_Instructions_
1. From the Mary K. Trigg biography, list the practices concerning time that her current book project relates to motherhood.
2. Answer these about the Mary K. Trigg biography, marking your answers (a), (b), (c):
(a) In what year was she born?
(b) In which Rutgers department is she an associate professor?
(c) Since what year has she led the Leadership Scholars Certificate Program?
3. Carry on the Mary K. Trigg biography from the point where it stops.

-------- Extracted text

= Mary K. Trigg =

Mary K. Trigg (born 1955) is an American educator, author, and academic. She serves as an associate professor in the department of women's and gender studies at Rutgers University.

== Biography ==
Trained in women’s history and American studies, her scholarship focuses on the history of feminism in the United States; motherhood studies and women, work, and family; and women’s/feminist leadership. Trigg is also Director of Leadership Programs and Research at the Institute for Women's Leadership, and the founding director of the Leadership Scholars Certificate Program which she has led since 1998. In her time at Rutgers she has also served as associate director of the Center for Women and Work.

Trigg’s current book project, Of Mothers and Time: Maternalism, Temporality, and Representations of Mothers in the United States, 1920-1960, investigates the experiences and representations of rural mothers, immigrant mothers, and African-American mothers in the U.S. In this book Trigg turns to visual and material culture (photographs, novels, popular literature) to examine motherhood in relation to varying practices concerning keeping, marking, transcending, and memorializing time.

----------------
-------- Information shown

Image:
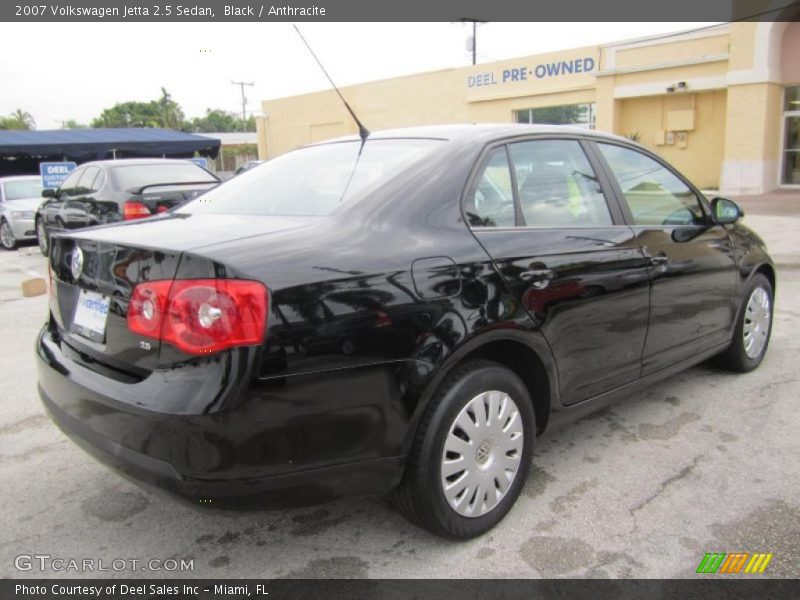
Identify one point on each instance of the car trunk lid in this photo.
(94, 272)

----------------

_Written responses_
1. keeping, marking, transcending, memorializing

2.
(a) 1955
(b) The department of women's and gender studies
(c) 1998

3.
=== Research ===
Trigg's research interests include family and work, the history of American feminism, women's education and leadership development, and women's community organizations.

=== Writing ===
Trigg is the author of Feminism as Life’s Work: Four Modern American Women through Two World Wars (Rutgers University Press, 2014), Leading the Way: Young Women’s Activism for Social Change (Rutgers University Press, 2010, edited anthology), and the forthcoming Junctures in Women's Leadership: Social Movements (Rutgers University Press, edited with Alison R. Bernstein).

Trigg has published articles in Journal of Women's History, Liberal Education, Initiatives, Transformations, American National Biography, and Community, Work & Family, amongst others.

== Awards ==

- IRW Fellowship, Definitions of Community, Rutgers University, 2007–2008
- Nominee, Outstanding Woman Educator, Rutgers Women on the Rise, 2007
- NHPRC Fellow in Historical Documentary Editing, 1995–1996
- The Alfred P. Sloan Foundation, for “Re-imagining Work and Community: Perspectives from Professional Women in Dual-Earner Families.”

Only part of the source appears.